Work to be completed: Reproduce the material below verbatim, and leave out the pictures.

Available records:
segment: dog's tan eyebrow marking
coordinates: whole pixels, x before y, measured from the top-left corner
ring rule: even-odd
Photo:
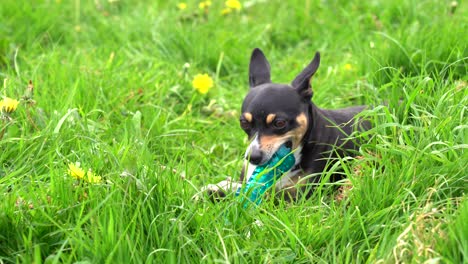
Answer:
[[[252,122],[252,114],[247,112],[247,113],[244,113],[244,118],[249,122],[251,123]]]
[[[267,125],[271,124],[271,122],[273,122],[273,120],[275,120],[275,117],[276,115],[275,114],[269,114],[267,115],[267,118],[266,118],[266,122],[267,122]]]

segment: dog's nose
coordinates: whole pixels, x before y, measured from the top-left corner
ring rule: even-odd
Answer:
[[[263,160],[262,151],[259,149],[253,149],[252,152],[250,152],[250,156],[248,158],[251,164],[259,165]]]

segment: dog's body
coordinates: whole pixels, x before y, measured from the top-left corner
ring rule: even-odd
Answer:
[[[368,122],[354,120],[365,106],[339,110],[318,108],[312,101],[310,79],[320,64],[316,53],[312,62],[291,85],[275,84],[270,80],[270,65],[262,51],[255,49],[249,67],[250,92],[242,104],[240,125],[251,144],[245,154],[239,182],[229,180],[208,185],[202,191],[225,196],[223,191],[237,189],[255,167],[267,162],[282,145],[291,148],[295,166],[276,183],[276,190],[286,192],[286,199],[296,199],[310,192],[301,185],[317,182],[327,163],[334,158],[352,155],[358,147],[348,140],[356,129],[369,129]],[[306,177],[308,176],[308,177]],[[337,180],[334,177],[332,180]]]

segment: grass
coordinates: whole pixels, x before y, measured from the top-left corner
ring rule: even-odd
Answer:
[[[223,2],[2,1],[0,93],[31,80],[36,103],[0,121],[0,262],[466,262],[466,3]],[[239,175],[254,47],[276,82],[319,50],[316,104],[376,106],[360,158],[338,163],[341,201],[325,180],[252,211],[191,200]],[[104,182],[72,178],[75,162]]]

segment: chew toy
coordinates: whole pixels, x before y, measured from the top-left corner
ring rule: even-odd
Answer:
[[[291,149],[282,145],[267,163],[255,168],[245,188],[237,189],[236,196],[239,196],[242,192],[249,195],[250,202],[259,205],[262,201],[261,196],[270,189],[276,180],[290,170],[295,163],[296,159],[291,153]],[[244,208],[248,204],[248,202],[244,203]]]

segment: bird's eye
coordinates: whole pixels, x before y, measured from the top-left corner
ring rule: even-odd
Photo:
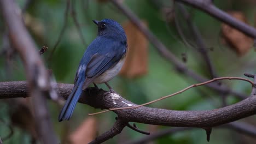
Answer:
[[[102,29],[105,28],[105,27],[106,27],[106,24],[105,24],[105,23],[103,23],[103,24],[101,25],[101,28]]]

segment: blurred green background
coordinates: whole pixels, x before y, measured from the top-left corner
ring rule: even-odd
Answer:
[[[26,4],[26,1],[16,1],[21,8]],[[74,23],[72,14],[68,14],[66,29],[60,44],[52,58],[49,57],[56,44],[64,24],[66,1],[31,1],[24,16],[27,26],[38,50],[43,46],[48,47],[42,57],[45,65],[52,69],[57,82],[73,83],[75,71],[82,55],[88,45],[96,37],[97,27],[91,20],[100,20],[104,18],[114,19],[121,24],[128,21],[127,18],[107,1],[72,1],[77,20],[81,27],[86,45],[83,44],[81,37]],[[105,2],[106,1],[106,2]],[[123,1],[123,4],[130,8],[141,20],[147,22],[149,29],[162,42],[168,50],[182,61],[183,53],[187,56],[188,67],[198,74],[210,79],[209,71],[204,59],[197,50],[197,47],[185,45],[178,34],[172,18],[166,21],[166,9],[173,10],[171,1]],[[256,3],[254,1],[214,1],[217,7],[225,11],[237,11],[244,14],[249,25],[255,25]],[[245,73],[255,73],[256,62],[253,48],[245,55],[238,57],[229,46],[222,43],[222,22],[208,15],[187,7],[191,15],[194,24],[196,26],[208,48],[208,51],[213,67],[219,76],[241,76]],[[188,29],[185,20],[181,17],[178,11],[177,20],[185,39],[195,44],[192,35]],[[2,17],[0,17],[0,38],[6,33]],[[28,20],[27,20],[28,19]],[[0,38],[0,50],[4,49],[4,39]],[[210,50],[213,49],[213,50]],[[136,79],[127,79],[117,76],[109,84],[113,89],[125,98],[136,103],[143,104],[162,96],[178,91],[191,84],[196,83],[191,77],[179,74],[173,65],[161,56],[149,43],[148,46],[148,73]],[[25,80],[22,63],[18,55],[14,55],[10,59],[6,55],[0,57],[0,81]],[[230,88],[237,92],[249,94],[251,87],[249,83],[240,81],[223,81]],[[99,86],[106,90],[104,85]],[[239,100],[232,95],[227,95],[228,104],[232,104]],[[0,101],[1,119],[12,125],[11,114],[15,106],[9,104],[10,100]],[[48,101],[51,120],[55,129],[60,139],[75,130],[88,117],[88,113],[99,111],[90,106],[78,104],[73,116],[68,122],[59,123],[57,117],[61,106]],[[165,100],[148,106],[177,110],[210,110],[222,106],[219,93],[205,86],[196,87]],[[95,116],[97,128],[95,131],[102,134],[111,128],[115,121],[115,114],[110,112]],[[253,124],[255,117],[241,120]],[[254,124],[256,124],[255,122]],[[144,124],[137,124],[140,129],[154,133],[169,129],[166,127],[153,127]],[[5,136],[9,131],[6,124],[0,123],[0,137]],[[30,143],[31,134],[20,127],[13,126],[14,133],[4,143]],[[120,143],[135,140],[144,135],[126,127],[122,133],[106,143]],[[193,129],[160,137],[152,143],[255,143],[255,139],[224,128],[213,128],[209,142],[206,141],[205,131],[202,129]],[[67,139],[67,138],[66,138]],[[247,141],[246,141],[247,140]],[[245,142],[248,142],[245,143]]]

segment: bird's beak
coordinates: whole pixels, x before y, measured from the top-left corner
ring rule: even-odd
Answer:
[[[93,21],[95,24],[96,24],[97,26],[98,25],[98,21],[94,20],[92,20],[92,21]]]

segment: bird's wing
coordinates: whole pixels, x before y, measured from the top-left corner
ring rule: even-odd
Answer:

Result:
segment: dog's tan eyebrow marking
coordinates: whole pixels, x before y, measured from the top-left corner
ring rule: even-odd
Photo:
Answer:
[[[252,122],[252,114],[247,112],[247,113],[244,113],[244,118],[249,122],[251,123]]]
[[[267,125],[271,124],[271,122],[273,122],[273,120],[275,120],[275,117],[276,115],[275,114],[269,114],[267,115],[267,118],[266,118],[266,122],[267,122]]]

segment: dog's nose
coordinates: whole pixels, x before y, measured from the top-left corner
ring rule: even-odd
Answer:
[[[263,160],[262,151],[259,149],[253,149],[252,152],[250,152],[250,156],[248,158],[251,164],[259,165]]]

segment: dog's body
coordinates: whole pixels, x before y, measured from the top-left corner
ring rule: even-odd
Answer:
[[[368,122],[354,120],[365,106],[339,110],[318,108],[312,101],[310,79],[320,64],[316,53],[312,62],[291,85],[275,84],[270,80],[270,65],[262,51],[255,49],[249,67],[250,92],[242,104],[240,125],[251,144],[245,154],[239,182],[229,180],[208,185],[202,191],[225,196],[223,191],[237,189],[255,167],[267,162],[282,145],[291,148],[295,166],[276,183],[276,190],[286,192],[286,199],[296,199],[310,192],[301,185],[317,182],[327,163],[334,158],[352,155],[358,147],[348,140],[356,129],[369,129]],[[306,177],[308,176],[308,177]],[[337,180],[334,177],[332,180]]]

segment: grass
coordinates: whole pixels, x before y, measured from the top-left corner
ring rule: even-odd
Answer:
[[[223,2],[2,1],[0,93],[31,80],[36,103],[0,121],[0,262],[466,262],[466,3]],[[239,175],[254,47],[276,82],[319,50],[316,104],[376,106],[360,158],[338,163],[341,201],[325,180],[252,211],[191,200]],[[104,182],[72,178],[75,162]]]

segment: chew toy
coordinates: whole pixels, x before y, measured from the top-left corner
ring rule: even-odd
Answer:
[[[291,149],[282,145],[267,163],[255,168],[245,188],[237,189],[236,196],[239,196],[242,192],[249,195],[250,202],[259,205],[262,201],[261,196],[270,189],[276,180],[290,170],[295,163],[296,159],[291,153]],[[244,208],[248,204],[248,202],[244,203]]]

segment: bird's eye
coordinates: whole pixels, x before y, measured from the top-left corner
ring rule: even-odd
Photo:
Answer:
[[[102,29],[105,28],[105,27],[106,27],[106,24],[105,24],[105,23],[103,23],[103,24],[101,25],[101,28]]]

segment: blurred green background
coordinates: whole pixels, x before y, measured from the top-left corner
ring rule: even-odd
Answer:
[[[26,4],[26,1],[16,1],[21,8]],[[74,23],[72,14],[68,14],[66,29],[60,44],[52,58],[49,57],[56,44],[64,24],[66,1],[31,1],[24,16],[27,26],[38,50],[43,46],[48,47],[42,57],[45,65],[52,69],[57,82],[73,83],[75,71],[82,55],[88,45],[96,37],[97,27],[91,20],[100,20],[104,18],[114,19],[121,24],[128,21],[127,18],[107,1],[72,1],[77,20],[81,27],[86,45],[83,44],[81,37]],[[105,2],[106,1],[106,2]],[[123,1],[123,4],[130,8],[141,20],[147,22],[149,29],[162,42],[168,50],[182,61],[183,53],[187,56],[188,67],[198,74],[210,79],[209,71],[204,59],[197,50],[197,47],[185,45],[178,34],[172,18],[166,21],[166,9],[173,10],[171,1]],[[256,3],[254,1],[214,1],[217,7],[225,11],[237,11],[244,14],[249,25],[255,25]],[[245,73],[255,73],[256,62],[253,48],[245,55],[238,57],[229,46],[222,43],[222,22],[208,15],[187,7],[191,15],[194,24],[196,26],[208,48],[208,51],[213,67],[219,76],[241,76]],[[188,29],[185,20],[181,17],[178,11],[177,20],[185,39],[195,44],[192,35]],[[2,17],[0,17],[0,38],[6,33]],[[28,20],[27,20],[28,19]],[[0,38],[0,50],[4,49],[4,39]],[[210,50],[213,49],[213,50]],[[136,79],[127,79],[117,76],[109,84],[113,89],[125,98],[136,103],[143,104],[162,96],[178,91],[191,84],[196,83],[191,77],[179,74],[173,65],[161,56],[149,43],[148,46],[148,73]],[[25,80],[22,63],[18,55],[14,55],[10,59],[6,55],[0,57],[0,81]],[[230,88],[237,92],[249,94],[251,87],[249,83],[240,81],[223,81]],[[99,86],[106,90],[104,85]],[[239,100],[232,95],[227,95],[228,104],[232,104]],[[0,101],[1,119],[12,125],[11,114],[15,106],[9,104],[10,100]],[[48,101],[51,120],[55,129],[60,139],[75,130],[88,117],[88,113],[99,111],[90,106],[78,104],[73,116],[68,122],[59,123],[57,117],[61,106]],[[165,100],[148,106],[177,110],[210,110],[222,106],[219,93],[205,86],[196,87]],[[95,116],[97,128],[95,131],[102,134],[111,128],[115,121],[115,114],[110,112]],[[253,124],[255,117],[241,120]],[[254,124],[256,124],[255,122]],[[144,124],[137,124],[140,129],[154,133],[169,129],[166,127],[153,127]],[[5,136],[9,131],[6,124],[0,123],[0,137]],[[30,143],[31,134],[20,127],[13,126],[14,133],[4,143]],[[120,143],[135,140],[144,135],[126,127],[122,133],[106,143]],[[193,129],[160,137],[152,143],[255,143],[255,139],[224,128],[213,128],[209,142],[206,141],[205,131],[202,129]],[[67,139],[67,138],[66,138]],[[247,141],[246,141],[247,140]],[[245,142],[248,142],[245,143]]]

segment: bird's beak
coordinates: whole pixels, x before y, measured from the top-left corner
ring rule: even-odd
Answer:
[[[93,21],[95,24],[96,24],[97,26],[98,25],[98,21],[94,20],[92,20],[92,21]]]

segment: bird's wing
coordinates: whole pixels, x before y, measured from the top-left corner
ring rule: even-odd
Answer:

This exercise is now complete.